What this task involves
Restate the lines exactly, starting at the line that contains "of the narrow" and finishing with the final line of the records.

Supplied data
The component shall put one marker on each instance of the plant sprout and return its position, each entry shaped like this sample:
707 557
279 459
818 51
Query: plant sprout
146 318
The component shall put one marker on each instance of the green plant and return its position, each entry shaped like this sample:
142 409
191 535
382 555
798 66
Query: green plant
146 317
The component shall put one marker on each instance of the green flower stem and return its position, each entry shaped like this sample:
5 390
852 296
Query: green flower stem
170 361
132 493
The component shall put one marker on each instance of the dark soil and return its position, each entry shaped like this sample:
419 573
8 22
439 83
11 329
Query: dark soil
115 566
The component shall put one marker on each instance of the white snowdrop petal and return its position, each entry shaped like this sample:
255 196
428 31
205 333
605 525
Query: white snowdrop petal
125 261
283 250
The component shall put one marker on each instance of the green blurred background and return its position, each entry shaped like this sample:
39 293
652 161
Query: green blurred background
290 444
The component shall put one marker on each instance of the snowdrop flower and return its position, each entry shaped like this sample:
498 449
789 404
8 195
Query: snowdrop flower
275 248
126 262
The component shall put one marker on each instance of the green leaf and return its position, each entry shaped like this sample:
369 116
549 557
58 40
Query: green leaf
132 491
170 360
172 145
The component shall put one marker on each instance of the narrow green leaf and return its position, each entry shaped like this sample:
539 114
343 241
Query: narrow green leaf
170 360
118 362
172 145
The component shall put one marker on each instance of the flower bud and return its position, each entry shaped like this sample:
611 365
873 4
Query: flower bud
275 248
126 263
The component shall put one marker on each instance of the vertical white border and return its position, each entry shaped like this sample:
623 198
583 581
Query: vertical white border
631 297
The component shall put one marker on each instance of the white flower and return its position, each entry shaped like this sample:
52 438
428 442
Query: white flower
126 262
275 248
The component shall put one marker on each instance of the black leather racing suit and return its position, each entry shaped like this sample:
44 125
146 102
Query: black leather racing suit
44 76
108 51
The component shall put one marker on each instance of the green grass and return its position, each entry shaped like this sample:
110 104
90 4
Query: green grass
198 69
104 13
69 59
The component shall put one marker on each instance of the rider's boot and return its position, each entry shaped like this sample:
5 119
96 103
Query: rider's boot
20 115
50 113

Solved exercise
The component shall put one marker on each instance of the narrow green leaf and return its position, each entry shaped like this sample:
539 114
343 241
Query: narrow green leaf
170 360
118 362
172 145
The component shall put one marker on each instance of the flower bud and return its position, each entry shaped like this sample:
611 365
873 4
Query: flower bud
275 248
126 263
The component shall put one marker on each instance of the vertical white border and return its position, each entry shaped like this sample:
623 198
583 581
Query: vertical white border
631 297
The component shall put one marker on each instance of the white flower and return its position, each entry shaped like this sample:
52 438
428 442
Query: white flower
126 262
275 248
The component shall put one marker on each instance of the black leather racing suit and return its position, each entry shaped like this sample:
44 125
146 102
Query: black leather racing suit
44 76
108 51
The component shall put one marker on each instance of the green grass and return its position, each entry shaped like this sample:
110 104
90 4
Query: green grass
198 69
104 13
69 59
The component shall put one marker on each instance of the rider's boot and return its position, each entry shaped like this sample:
5 119
96 103
Query: rider's boot
20 115
50 113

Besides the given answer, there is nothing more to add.